Please copy every one of the following records word for word.

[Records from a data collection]
-- START --

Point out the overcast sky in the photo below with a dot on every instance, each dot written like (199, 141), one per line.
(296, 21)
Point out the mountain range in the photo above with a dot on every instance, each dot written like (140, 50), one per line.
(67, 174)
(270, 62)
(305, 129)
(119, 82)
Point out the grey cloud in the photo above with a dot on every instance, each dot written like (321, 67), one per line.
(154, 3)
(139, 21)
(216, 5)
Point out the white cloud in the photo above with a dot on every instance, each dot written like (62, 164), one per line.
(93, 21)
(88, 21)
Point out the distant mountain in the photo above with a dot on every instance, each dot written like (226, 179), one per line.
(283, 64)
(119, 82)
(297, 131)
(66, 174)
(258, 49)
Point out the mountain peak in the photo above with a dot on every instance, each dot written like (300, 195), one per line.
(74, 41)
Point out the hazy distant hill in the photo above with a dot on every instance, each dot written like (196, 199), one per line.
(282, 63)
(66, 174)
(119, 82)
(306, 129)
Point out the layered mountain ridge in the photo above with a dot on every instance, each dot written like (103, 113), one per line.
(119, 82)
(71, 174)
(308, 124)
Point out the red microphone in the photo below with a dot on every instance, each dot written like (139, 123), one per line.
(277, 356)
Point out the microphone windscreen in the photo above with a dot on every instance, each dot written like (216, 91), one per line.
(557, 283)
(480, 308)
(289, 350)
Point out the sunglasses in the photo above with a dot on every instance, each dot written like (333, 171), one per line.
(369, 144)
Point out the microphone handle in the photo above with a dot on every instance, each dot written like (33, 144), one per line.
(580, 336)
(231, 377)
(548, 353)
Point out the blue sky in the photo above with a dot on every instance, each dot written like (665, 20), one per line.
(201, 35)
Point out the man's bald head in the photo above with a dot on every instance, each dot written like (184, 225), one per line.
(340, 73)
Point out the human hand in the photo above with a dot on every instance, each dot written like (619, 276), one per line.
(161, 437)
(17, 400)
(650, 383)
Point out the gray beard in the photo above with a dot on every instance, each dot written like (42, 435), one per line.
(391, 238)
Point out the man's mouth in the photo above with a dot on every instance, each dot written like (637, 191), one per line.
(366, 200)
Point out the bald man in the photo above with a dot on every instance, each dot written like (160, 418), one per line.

-- END --

▸ **SOLUTION FOR THIS TASK**
Point out the overcast sky in the photo below with a dot on every instance, each dot written like (199, 141), one per line.
(296, 21)
Point out the mountain range in the photo above with a dot on every instance, each dot written like (140, 50), one per line.
(67, 174)
(270, 62)
(305, 129)
(119, 82)
Point out the grey cloud in the photo above with a dot on every instance, each dot written like (321, 67), one per line.
(154, 3)
(139, 21)
(216, 5)
Point out the white cloud in the photo above with a dot on every instance, each dot written like (62, 164), one per line.
(93, 21)
(88, 21)
Point out the distant mountain in the photo above with a dot on every instance, each dot written like (226, 179), one per line.
(283, 64)
(119, 82)
(297, 131)
(66, 174)
(258, 49)
Point out the mountain peak in the photo above with a dot on every instance, each dot written like (300, 195), one per line.
(74, 41)
Point out the hazy distant hill in the photo above with a dot on every instance, each dot written like (196, 199), one per line.
(282, 63)
(66, 174)
(119, 82)
(306, 129)
Point out the layered mountain ridge in the photo above with a dot on every instance, each dot written like (103, 113), one per line.
(119, 82)
(71, 174)
(308, 124)
Point out the red microphone in the photo below with a dot on every instance, each dot written like (139, 123), one per line.
(277, 356)
Point out the microphone windscreen in the photo above with a dot on every instance, each dot written like (216, 91), one per line.
(557, 283)
(480, 308)
(289, 350)
Point out the sunglasses in the photo above with a dot on every instance, each dot written like (333, 171), one per line.
(369, 144)
Point out the microphone handle in the photo above with a dot on every instance, each dot written like (33, 144), one per line.
(580, 336)
(231, 377)
(548, 353)
Point out the blue sky in the photo above with a dot on every instance, each dot written like (665, 20), one per line.
(201, 35)
Point out the man's bald head in the photo above with a dot on every instance, each dot written like (184, 225), one per line.
(340, 73)
Point out the human hand in the photo above with a dot on every instance, each dot written like (619, 276), one per line.
(161, 437)
(17, 400)
(650, 383)
Point out the gray beard in the photo above with a dot on every instance, each dot written like (42, 435), one per line.
(391, 238)
Point out the man's mouth in the photo above with a dot on every instance, each dot written like (637, 191), one per line.
(366, 200)
Point out the bald man in the photo above with a dot on every instance, each dot written like (160, 418), one per line.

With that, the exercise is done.